» Brano da leggere

Nel corso degli ultimi mesi in molti contesti aziendali si è assistito a un profondo mutamento delle strutture organizzative preposte alla gestione della flotta aziendale. I principali fornitori, sia noleggiatori a lungo termine (Nlt) che società di gestione e di fleet management, si sono visti recapitare inviti di partecipazione a gare per appaltare i servizi relativi alla necessità di risparmiare e alla richiesta di servizi aggiuntivi. L’apparente contraddizione può essere spiegata riflettendo sul fatto che la crisi ha costretto le aziende in difficoltà (e suggerito a quelle in salute) di tentare un doppio salto mortale: ridurre le strutture interne e contemporaneamente tentare di risparmiare sui servizi esterni di noleggio e gestione, cercando tuttavia di mantenere invariata la qualità del servizio al driver.

» Voci del dataset
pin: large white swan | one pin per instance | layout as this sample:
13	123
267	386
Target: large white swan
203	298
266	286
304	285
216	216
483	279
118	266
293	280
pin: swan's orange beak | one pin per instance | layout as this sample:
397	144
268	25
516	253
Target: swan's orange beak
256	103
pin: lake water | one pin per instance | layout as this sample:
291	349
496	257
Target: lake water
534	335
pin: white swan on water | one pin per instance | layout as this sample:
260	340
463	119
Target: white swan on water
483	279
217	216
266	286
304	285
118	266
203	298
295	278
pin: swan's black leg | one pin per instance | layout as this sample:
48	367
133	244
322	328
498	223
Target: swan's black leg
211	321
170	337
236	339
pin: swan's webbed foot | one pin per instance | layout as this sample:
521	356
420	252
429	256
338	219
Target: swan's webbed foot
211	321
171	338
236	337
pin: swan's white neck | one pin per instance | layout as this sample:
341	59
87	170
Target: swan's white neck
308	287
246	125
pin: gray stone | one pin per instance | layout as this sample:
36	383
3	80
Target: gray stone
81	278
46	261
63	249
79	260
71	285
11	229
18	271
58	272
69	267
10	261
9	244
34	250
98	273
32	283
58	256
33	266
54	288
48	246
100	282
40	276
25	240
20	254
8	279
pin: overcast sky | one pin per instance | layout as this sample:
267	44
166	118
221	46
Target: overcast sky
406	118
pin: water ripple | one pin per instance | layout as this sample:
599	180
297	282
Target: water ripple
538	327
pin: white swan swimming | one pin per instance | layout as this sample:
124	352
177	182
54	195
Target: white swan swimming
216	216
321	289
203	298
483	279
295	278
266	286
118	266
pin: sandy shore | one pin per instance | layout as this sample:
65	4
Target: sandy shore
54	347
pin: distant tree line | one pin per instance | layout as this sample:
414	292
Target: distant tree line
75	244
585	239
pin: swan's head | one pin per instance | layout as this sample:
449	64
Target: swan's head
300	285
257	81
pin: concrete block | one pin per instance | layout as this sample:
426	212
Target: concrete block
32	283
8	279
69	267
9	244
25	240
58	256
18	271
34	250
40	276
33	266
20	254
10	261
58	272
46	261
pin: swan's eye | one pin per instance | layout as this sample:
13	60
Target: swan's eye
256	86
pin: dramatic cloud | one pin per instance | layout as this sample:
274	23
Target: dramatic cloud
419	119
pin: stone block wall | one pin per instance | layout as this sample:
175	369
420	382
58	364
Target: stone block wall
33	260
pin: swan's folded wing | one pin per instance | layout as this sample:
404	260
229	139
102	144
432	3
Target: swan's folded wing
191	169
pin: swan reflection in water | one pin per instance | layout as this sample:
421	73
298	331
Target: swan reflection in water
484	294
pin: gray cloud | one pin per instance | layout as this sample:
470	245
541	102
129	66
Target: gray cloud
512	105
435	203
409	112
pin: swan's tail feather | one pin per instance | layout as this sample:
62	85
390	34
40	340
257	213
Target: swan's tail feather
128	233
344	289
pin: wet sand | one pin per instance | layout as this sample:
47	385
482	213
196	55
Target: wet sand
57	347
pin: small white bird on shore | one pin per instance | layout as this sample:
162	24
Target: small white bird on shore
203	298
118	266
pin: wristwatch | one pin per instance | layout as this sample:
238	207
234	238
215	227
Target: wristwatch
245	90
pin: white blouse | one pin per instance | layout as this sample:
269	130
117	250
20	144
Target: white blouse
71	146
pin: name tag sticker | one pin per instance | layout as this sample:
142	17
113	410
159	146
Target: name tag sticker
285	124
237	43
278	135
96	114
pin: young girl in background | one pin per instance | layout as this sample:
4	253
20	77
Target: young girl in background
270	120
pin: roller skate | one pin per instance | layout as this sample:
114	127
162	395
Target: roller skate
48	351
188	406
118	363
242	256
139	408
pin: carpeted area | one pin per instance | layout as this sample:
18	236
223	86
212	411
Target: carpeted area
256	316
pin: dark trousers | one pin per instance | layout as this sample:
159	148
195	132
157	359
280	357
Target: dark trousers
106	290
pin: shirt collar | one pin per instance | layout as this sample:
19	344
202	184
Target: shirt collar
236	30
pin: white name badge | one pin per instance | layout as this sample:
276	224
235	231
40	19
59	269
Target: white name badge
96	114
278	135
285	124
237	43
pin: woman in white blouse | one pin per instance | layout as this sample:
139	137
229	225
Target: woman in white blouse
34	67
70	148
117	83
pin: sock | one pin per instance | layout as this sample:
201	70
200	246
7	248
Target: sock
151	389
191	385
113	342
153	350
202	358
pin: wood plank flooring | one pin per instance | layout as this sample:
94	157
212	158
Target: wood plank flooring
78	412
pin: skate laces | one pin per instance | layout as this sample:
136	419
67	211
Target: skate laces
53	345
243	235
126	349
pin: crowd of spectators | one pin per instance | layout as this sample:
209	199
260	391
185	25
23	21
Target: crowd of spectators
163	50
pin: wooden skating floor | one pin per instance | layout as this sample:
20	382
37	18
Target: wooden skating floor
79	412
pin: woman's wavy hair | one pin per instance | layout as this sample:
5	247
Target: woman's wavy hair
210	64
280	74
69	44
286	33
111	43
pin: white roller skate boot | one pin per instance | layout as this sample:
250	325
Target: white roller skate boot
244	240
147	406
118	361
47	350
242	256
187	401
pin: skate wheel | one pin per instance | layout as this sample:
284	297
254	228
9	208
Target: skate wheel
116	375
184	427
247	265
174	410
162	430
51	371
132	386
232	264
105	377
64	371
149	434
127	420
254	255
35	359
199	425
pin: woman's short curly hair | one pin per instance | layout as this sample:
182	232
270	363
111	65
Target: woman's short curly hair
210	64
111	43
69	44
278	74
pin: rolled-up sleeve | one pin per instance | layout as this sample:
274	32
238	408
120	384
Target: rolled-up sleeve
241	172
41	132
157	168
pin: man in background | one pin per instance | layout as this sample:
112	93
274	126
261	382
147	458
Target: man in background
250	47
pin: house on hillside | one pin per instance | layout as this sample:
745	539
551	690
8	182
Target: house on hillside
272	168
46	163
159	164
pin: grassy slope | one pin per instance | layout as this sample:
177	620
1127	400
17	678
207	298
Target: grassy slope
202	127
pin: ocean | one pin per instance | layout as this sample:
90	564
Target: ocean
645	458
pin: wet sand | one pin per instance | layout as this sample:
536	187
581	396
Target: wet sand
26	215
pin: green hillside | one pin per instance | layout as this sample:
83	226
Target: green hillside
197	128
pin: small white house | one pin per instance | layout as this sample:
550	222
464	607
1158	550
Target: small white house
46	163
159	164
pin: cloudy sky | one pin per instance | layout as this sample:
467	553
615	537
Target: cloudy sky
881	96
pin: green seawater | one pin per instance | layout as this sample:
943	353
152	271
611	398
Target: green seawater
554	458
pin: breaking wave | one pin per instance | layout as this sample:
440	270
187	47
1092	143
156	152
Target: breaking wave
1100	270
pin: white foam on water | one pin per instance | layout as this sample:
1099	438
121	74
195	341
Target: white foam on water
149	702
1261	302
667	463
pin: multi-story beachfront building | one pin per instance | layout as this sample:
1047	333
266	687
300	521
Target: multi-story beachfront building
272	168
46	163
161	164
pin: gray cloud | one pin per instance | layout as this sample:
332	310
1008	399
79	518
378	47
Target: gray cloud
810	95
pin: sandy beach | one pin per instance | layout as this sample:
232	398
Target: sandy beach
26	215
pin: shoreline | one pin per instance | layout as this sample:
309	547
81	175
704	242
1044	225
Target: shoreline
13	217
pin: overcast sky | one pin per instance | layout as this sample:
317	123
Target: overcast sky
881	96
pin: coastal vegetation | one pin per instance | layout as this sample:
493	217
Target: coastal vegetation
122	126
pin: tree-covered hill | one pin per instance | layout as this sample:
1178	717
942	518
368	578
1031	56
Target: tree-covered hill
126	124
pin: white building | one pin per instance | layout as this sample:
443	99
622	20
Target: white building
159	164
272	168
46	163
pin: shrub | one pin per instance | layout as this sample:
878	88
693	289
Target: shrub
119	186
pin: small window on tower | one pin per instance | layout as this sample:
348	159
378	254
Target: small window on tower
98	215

» Testo del compito
Nel brano da leggere, quali due obiettivi compongono il "doppio salto mortale" che la crisi ha imposto alle aziende? Il materiale non ha alcun ruolo in questo.

» Risultato finale
Ridurre le strutture interne e, contemporaneamente, risparmiare sui servizi esterni di noleggio e gestione.